Task data:
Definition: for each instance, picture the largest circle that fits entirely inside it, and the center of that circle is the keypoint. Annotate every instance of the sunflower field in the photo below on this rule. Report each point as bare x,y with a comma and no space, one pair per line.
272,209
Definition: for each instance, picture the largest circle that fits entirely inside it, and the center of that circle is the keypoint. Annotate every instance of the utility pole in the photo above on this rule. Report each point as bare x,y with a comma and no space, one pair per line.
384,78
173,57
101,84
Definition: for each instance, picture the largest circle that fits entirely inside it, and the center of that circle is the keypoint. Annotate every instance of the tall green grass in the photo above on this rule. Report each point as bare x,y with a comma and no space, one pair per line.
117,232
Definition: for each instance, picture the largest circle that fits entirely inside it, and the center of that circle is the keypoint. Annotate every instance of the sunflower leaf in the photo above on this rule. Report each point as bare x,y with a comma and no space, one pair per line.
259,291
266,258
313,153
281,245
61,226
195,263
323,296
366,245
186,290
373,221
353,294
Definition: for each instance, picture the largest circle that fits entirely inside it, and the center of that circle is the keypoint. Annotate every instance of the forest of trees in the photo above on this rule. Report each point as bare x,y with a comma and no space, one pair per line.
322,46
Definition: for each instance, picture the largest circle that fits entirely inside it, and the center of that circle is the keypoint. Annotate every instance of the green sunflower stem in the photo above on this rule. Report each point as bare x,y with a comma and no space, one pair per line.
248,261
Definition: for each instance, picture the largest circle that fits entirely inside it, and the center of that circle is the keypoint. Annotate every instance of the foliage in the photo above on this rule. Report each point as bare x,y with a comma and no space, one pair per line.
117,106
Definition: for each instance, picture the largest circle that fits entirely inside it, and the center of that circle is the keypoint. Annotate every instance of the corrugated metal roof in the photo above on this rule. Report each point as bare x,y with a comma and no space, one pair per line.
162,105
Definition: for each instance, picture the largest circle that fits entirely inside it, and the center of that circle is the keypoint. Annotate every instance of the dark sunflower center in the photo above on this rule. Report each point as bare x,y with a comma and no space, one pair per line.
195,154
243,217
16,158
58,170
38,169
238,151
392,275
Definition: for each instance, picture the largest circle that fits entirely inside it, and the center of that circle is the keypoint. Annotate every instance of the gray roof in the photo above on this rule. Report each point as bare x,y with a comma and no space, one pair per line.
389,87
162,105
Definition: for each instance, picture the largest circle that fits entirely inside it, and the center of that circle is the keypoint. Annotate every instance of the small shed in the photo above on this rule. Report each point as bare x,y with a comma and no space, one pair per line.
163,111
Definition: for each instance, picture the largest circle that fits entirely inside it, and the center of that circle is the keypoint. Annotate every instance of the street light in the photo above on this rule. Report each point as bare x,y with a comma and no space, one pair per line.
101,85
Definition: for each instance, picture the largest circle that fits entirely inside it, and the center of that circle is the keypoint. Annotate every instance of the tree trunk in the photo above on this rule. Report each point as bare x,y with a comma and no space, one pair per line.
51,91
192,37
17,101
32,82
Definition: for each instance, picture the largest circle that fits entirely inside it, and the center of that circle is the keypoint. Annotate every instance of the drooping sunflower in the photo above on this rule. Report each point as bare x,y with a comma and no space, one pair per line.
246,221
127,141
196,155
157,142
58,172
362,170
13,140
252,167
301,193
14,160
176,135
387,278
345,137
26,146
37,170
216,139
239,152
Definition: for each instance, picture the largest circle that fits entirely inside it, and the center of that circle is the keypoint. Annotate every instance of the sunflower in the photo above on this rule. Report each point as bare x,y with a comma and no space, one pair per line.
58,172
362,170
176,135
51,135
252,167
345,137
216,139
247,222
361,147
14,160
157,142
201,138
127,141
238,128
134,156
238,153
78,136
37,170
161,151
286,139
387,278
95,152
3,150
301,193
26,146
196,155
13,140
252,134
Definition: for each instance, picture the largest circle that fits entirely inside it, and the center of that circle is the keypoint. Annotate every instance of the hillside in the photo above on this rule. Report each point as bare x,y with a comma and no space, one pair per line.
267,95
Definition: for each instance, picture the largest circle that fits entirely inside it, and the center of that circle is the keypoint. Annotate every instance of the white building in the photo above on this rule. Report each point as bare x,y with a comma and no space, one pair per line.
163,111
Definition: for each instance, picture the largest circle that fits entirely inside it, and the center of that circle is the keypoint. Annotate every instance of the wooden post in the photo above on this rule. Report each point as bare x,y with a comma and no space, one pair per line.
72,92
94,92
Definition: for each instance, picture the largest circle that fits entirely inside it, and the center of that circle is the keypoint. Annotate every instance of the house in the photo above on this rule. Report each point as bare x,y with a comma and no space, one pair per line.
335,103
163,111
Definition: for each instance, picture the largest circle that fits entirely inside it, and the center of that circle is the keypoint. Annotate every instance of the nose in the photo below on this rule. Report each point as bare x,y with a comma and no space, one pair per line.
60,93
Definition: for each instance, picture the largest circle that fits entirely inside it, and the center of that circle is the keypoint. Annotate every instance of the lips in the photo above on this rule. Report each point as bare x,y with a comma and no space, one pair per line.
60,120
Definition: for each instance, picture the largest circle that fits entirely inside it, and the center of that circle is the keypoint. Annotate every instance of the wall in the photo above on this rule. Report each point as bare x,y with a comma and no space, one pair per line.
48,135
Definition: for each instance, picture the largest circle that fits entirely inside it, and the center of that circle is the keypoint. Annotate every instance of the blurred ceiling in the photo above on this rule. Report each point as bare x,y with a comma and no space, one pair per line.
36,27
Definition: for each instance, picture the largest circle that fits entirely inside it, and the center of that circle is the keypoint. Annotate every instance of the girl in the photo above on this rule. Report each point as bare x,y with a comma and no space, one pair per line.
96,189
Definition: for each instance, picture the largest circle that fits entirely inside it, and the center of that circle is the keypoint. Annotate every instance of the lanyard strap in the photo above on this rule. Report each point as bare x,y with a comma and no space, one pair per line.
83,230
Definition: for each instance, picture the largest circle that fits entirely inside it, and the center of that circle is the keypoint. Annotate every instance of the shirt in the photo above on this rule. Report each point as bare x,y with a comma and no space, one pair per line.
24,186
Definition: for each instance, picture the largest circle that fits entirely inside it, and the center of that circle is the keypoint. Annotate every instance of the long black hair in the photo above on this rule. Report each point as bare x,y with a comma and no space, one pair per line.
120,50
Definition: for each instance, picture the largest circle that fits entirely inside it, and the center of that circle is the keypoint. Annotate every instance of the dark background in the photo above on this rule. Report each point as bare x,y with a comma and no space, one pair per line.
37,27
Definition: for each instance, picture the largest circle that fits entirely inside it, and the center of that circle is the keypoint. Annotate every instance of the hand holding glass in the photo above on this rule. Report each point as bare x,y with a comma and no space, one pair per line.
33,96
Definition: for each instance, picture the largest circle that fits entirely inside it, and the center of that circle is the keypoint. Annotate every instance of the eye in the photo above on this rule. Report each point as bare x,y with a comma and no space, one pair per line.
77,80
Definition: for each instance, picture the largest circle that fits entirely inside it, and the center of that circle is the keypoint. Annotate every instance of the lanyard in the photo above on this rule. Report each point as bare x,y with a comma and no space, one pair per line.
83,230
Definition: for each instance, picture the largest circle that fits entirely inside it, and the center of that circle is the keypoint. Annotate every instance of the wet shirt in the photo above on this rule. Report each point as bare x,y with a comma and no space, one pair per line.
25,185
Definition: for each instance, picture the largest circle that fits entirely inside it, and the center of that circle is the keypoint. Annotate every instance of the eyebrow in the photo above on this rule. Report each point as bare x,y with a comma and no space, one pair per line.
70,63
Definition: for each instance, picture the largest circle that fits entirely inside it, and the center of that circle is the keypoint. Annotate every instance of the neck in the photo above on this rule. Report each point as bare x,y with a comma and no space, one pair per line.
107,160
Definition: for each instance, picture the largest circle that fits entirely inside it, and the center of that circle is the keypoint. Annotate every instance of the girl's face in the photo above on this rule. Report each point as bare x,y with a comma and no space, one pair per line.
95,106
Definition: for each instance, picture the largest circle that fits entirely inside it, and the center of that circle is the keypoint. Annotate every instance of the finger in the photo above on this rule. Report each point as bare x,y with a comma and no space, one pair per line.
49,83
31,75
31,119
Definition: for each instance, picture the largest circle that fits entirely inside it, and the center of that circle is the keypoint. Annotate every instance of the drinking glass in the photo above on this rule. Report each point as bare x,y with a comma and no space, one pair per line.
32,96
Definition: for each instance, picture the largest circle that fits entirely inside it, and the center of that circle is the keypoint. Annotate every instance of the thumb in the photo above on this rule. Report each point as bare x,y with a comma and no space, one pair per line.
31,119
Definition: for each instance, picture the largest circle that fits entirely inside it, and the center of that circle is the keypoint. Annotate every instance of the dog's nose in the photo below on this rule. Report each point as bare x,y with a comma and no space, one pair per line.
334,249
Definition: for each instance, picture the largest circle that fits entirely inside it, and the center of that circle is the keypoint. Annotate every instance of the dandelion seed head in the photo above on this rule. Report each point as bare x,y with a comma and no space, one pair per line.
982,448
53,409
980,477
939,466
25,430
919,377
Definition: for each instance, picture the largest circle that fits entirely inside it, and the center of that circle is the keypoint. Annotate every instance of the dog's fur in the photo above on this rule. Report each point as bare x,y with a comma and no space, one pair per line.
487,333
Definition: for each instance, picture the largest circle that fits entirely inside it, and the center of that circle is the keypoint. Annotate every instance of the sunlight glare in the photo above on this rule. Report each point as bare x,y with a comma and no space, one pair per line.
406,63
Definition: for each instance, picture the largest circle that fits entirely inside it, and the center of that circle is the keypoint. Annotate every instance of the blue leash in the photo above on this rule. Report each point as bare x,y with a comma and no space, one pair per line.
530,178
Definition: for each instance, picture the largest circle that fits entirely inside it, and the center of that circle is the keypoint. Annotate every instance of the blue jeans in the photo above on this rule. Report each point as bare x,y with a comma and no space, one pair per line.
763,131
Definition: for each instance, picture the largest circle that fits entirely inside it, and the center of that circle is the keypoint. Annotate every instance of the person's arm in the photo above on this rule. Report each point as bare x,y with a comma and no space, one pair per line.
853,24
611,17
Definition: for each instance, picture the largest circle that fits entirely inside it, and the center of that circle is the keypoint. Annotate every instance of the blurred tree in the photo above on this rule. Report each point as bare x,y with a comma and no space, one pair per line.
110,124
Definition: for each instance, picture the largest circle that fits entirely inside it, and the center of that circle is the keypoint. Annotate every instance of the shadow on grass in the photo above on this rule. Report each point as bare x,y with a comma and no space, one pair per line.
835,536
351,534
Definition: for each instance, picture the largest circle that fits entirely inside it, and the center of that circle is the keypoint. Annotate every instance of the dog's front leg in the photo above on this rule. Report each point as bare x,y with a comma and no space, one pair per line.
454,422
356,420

Task to carry out:
Exact repetition is required for the lines from the one that contains "of the person's" through the final line; leave out everything else.

Correct response:
Definition: for each instance, picture the largest circle that fits entirely inside it, and the center of that circle is the keypoint. Annotate every instance of the person's arm in the photo above on this rule. Report each point as bare x,y with a comma and no space, one pair per line.
853,24
611,17
Definition: for each instance, picture the largest circle that fits entirely inside it, and the center of that circle is the keypoint. Annotate every instance of the blurred tree in the photo above on this rule. Report each point as bare x,y with a comma and no space, one pair per line.
110,124
Definition: for each instance, picture the largest circle that fits entirely inside it, and the center of that circle is the keypoint. Annotate every instance of the shadow on grass in the photo above on this rule. Report each point as bare x,y with a comma and no space, one pair per line.
835,536
351,534
Definition: for each instance, picture the largest circle that fits entirely inside it, and the center of that circle is the keypoint. Annotate every instance of the dog's front leg in the photo above on this rule. Report each point as bare x,y with a comma and no space, one pair per line.
454,422
356,420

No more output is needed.